» TASK DIRECTIONS
Every line of the data should be written out exactly, with the pictures left out.

--- TASK MATERIAL Enclosed Below ---

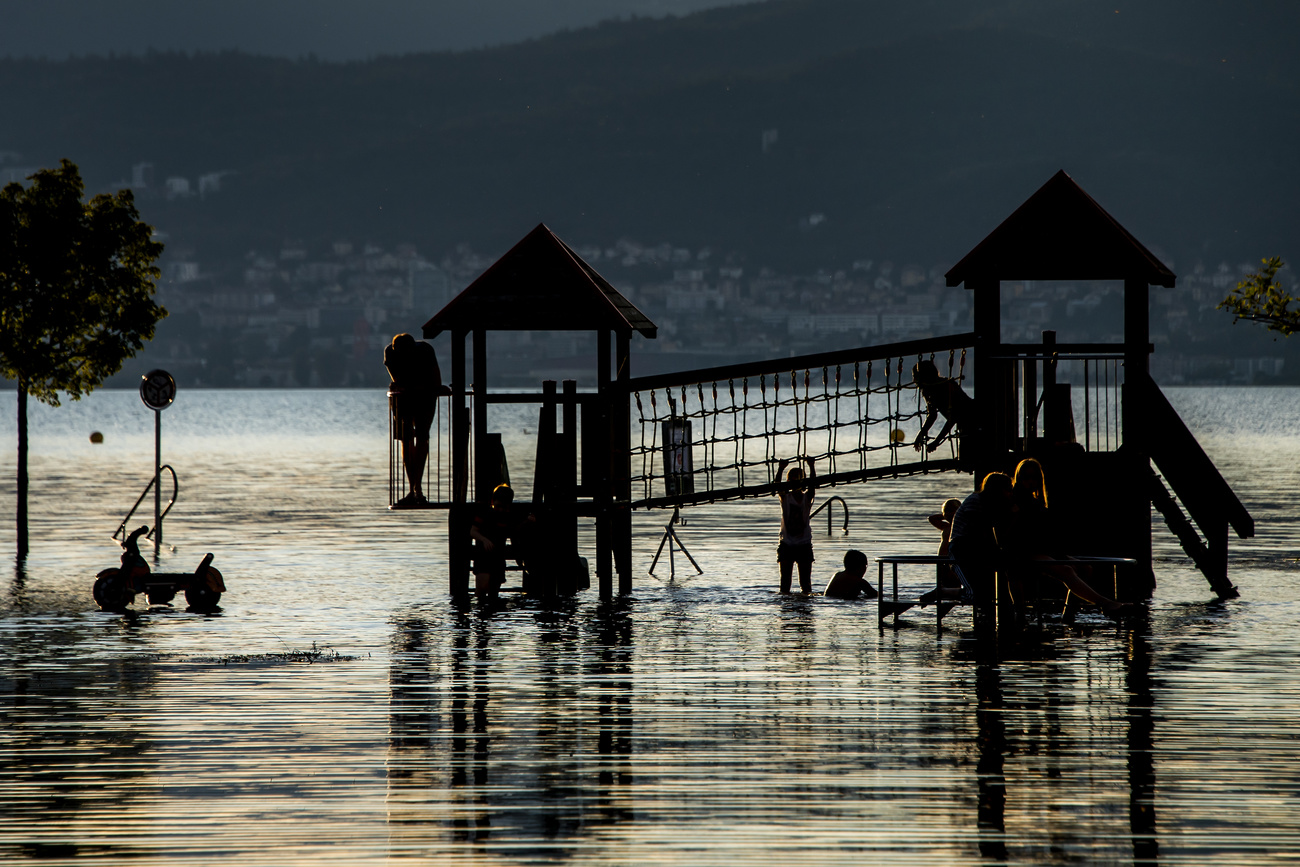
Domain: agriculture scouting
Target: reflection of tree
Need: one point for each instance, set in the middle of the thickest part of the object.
(74, 744)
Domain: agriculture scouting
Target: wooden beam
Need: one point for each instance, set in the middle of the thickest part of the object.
(603, 493)
(459, 516)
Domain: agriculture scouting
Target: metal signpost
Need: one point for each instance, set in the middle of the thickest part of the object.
(157, 391)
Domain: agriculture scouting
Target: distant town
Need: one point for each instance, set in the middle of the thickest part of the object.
(319, 315)
(303, 317)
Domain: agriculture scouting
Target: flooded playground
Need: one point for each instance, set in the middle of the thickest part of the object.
(341, 709)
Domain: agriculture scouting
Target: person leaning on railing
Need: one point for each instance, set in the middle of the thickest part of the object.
(943, 395)
(412, 398)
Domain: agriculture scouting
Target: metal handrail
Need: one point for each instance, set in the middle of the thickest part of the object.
(830, 523)
(176, 488)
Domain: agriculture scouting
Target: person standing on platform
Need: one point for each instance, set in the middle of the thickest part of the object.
(412, 399)
(974, 536)
(943, 395)
(796, 545)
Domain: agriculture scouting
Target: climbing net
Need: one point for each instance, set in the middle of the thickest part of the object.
(720, 438)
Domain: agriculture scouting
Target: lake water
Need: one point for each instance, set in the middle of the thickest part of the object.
(342, 710)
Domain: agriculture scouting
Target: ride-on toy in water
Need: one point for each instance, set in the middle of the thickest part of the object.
(115, 589)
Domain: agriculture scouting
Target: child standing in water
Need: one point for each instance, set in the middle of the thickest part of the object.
(796, 545)
(852, 581)
(947, 582)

--- End of Enclosed TASK MATERIAL ---

» YOUR SOLUTION
Domain: agriculture scouting
Target: reflection of tree
Need: one point for each instance, set in the middle of the thickest part of the object.
(74, 744)
Domain: agriculture scouting
Target: wooden beam
Need: one point for each instance, set in the middle of the thickest part of the object.
(603, 493)
(459, 516)
Domain: agriculture scouting
Target: metal signpost
Need: one point for each instance, set in the middle of the thickest part of the object.
(157, 391)
Domain: agriculture scouting
Target: distant town
Need: one point for each instance, set in the middle of the thickest part of the object.
(319, 315)
(303, 317)
Domain: agriculture scouting
Target: flooded playground
Need: one point for each instance, set in the middle of the thickest part of the object.
(341, 709)
Domain: agriculture scouting
Target: person leaning on railing
Need: one point for each instance, set in the middle of the thickest part of the object.
(943, 395)
(412, 398)
Domain: agriculture scouting
Target: metal handrail
Need: one point for each instance, set in the middle of the thickest part of the object.
(830, 523)
(176, 488)
Domain: agriculture scouting
Target: person standing on platform
Need: one point for each instance, set in the middle of the thickest part of the object.
(412, 399)
(974, 536)
(943, 395)
(796, 545)
Domain: agriculture scouting
Target: climbing net
Need: one point for each instance, set in the middle of the thickest part of the object.
(720, 438)
Domain: agriculture scouting
Target: lake water
Need: one point for each instance, set in the middle of the thickest part of the object.
(342, 710)
Domain: agriculture scouting
Target: ride-on toy in water
Need: one point for each instance, set in the middle of the thickest part of the object.
(115, 589)
Domain: agriculture scouting
Target: child standing in water
Need: one point for each instance, set in the middle of the thickest part of the object.
(796, 545)
(852, 581)
(947, 582)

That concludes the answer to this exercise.